Resume the text about chocolate stains and sin, starting after its final sentence.

[Text — start]

My experience with chocolate can best be described as a love/hate relationship.
My children and grandchildren know I’ll receive with joy boxes of my favorite chocolates for Christmas or other holidays. Occasionally, I’ll share some pieces of candy, but more often than not I keep the box for myself. I love to enjoy two pieces of chocolate as my dessert when I sit in my recliner and watch the evening news on TV. Later, however, I regret having done so.
I’m not talking about putting on extra pounds. My rail-thin frame could use a few of them. What I do regret comes in a more subtle form. After sending my clothes through the washer, they usually look spotless. But then minute chocolate flakes explode in the dryer, creating horrifying brown patterns that are difficult at best, or even impossible, to remove.
Could this be like sin in my life?
During the pandemic shutdown—when my church wasn’t meeting—I watched a televangelist one Sunday afternoon discussing the sin of pride. Mentally, I hoped my open-book life revealed no trace of that. However, before the program finished, I said to myself, “Well, this evangelist makes as many grammatical errors on air as he did in his book.” Then it hit me—I was exhibiting pride in my knowledge of correct English usage and failing to rejoice that someone was teaching the Bible to thousands of watchers.

[Text — finish]
[Information shown — start]

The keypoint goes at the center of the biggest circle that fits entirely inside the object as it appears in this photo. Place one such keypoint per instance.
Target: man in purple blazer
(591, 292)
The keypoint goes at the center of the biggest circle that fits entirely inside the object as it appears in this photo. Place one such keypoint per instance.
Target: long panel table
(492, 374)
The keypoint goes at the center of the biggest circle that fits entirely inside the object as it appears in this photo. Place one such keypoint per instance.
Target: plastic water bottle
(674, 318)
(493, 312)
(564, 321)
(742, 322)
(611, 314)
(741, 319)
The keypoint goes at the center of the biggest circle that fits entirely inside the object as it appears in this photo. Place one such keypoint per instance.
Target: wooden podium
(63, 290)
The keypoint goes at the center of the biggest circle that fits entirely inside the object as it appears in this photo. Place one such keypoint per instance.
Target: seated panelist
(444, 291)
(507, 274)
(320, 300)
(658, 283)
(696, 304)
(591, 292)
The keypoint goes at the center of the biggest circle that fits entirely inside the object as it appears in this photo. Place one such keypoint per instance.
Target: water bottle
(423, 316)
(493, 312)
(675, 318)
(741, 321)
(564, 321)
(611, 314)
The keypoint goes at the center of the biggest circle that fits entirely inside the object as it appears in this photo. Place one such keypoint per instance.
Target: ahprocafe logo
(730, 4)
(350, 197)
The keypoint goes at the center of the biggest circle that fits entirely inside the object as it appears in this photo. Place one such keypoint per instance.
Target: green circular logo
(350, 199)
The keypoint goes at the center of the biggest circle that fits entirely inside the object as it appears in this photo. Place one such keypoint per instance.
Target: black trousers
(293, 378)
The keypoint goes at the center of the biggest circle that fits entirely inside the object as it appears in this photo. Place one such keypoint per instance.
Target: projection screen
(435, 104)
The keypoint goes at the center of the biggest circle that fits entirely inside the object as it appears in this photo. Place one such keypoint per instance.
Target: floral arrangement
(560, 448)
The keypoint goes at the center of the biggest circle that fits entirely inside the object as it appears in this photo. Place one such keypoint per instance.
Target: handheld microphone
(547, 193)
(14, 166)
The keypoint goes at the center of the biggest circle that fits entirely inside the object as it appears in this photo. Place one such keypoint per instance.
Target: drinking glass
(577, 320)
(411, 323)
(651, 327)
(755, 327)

[Information shown — finish]
[Information shown — start]

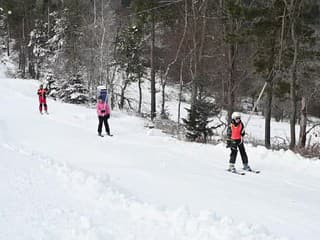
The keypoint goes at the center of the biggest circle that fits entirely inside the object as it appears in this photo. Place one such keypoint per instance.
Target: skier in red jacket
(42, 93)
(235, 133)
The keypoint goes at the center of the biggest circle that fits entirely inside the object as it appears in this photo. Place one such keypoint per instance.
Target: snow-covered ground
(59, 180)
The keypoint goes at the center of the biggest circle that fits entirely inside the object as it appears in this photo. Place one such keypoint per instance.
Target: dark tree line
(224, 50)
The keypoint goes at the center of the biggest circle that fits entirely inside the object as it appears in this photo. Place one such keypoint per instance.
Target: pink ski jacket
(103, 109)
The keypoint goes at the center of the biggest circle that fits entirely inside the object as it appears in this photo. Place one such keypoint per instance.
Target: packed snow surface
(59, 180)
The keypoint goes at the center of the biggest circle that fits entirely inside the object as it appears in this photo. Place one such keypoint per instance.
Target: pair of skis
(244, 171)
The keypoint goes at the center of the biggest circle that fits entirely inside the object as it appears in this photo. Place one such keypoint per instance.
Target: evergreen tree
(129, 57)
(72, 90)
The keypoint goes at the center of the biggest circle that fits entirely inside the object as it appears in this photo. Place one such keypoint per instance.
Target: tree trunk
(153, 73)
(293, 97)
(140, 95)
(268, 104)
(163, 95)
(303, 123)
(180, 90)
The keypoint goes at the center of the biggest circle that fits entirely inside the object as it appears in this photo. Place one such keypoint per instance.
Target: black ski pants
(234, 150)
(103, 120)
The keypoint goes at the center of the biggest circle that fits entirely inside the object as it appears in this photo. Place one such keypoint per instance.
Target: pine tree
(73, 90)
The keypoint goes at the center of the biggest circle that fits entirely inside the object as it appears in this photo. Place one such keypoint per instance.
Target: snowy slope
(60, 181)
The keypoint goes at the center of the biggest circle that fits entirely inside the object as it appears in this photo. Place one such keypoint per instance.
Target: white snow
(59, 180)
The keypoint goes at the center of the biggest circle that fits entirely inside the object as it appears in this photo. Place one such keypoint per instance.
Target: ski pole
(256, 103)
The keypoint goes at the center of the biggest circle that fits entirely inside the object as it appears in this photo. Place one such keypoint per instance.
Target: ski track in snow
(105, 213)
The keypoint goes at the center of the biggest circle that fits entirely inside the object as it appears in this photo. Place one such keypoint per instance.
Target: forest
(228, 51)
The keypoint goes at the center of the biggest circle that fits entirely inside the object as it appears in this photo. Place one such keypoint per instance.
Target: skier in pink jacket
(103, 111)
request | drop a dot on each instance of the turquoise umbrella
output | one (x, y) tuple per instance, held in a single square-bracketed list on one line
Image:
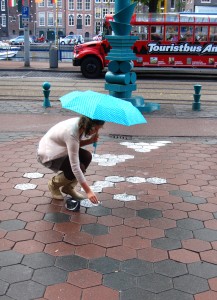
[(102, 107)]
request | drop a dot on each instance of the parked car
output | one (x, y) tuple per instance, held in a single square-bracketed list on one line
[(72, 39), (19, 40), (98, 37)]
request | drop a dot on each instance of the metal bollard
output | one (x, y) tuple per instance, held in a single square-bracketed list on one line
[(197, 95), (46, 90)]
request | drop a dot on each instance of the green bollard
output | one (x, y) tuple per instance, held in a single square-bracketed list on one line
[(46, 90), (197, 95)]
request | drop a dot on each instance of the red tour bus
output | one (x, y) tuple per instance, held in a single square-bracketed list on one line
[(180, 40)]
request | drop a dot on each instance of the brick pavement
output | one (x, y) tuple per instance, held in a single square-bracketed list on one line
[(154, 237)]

[Information shown — finish]

-- Expected output --
That sin was highly recognizable, but others in my life are not. Having grown up in the church, many probably think my life is saintly, but how wrong they are. My thoughts, words, and actions could be much better.
If we claim to be without sin, we deceive ourselves and the truth is not in us. If we confess our sins, he is faithful and just and will forgive us our sins and purify us from all unrighteousness. This Scripture has the remedy for all sin: confess and ask for forgiveness. Unlike scrubbing hard-to-get-out spots, these sin blemishes can be completely removed at once.
Like the joy I experience when I receive a box of chocolates, I feel exuberant knowing I’m not bound by my mistakes. I’ll certainly make more because of my humanness, but they will not become burdensome. For now, I’m free.
Have you let Christ remove your hidden spots?